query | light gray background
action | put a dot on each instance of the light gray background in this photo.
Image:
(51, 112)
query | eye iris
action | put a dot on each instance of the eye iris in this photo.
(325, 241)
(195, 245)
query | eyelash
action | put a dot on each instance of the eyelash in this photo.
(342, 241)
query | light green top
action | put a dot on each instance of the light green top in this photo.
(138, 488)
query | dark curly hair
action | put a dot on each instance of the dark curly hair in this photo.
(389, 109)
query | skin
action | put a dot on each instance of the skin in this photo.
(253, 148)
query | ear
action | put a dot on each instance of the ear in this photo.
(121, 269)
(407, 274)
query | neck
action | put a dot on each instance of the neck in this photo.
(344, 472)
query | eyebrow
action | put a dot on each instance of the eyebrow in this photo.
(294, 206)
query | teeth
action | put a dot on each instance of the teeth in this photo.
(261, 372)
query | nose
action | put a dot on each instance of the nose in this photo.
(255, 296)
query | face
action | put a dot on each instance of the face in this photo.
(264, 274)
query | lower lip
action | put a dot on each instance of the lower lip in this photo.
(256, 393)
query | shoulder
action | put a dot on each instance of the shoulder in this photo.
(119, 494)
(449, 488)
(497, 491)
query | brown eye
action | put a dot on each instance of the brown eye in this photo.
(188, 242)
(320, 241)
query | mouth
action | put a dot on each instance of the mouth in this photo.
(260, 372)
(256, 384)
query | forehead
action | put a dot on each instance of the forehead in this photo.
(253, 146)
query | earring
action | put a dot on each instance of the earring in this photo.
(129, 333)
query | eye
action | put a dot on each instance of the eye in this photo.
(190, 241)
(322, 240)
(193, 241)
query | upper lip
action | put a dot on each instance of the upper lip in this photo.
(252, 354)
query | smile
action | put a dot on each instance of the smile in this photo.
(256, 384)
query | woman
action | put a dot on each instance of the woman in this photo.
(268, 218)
^^^^^^^^
> _AIM OF THE TASK_
Reproduce every entry above verbatim, line by line and in the original order.

> _OUTPUT OF THE EXERCISE_
query | light gray background
action | put a dot on each instance of the light gray background in this photo.
Image:
(51, 112)
query | eye iris
action | put a dot on each instance of the eye iris in this photo.
(325, 241)
(195, 245)
query | eyelash
action | put a dot on each instance of the eyelash in this photo.
(342, 241)
query | light green top
action | put a dot on each instance of the light green top in this photo.
(138, 488)
query | dark curly hair
action | put a dot on each instance of the dark curly hair in this photo.
(389, 109)
query | skin
action | put a dot on each instance of the skin in this photo.
(253, 148)
query | ear
action | put a dot on each instance of the ear in this photo.
(121, 269)
(407, 274)
query | neck
action | put a dot on each instance of the neck in this photo.
(344, 472)
query | eyebrow
action | put a dot on each instance of the eyebrow in this photo.
(294, 206)
query | teeth
action | put a dot on each instance of the teeth in this photo.
(261, 372)
query | nose
action | put a dot on each instance of the nose in this photo.
(255, 296)
query | face
action | put a dot on each instance of the face in this photo.
(264, 274)
query | lower lip
action | put a dot on each instance of the lower lip in this photo.
(256, 393)
query | shoulder
action | put a dot on each instance of the shoulder in this photo.
(119, 494)
(449, 488)
(497, 491)
query | brown eye
action | put a dot on each instance of the brown eye in this photo.
(188, 242)
(320, 241)
query | mouth
action | put a dot on each instance of the mouth in this photo.
(260, 372)
(256, 384)
query | forehead
action | put a dot on each instance of the forehead in this photo.
(253, 146)
query | earring
action | put a dot on each instance of the earring in this photo.
(129, 333)
query | eye
action | put a dot on each instance of the eye in this photo.
(190, 241)
(322, 240)
(193, 241)
query | upper lip
action | put a dot on each instance of the upper lip in this photo.
(252, 354)
query | smile
action | put a dot on each instance of the smile in this photo.
(256, 384)
query | woman
action | put a dot on each instance of the woman in this photo.
(268, 218)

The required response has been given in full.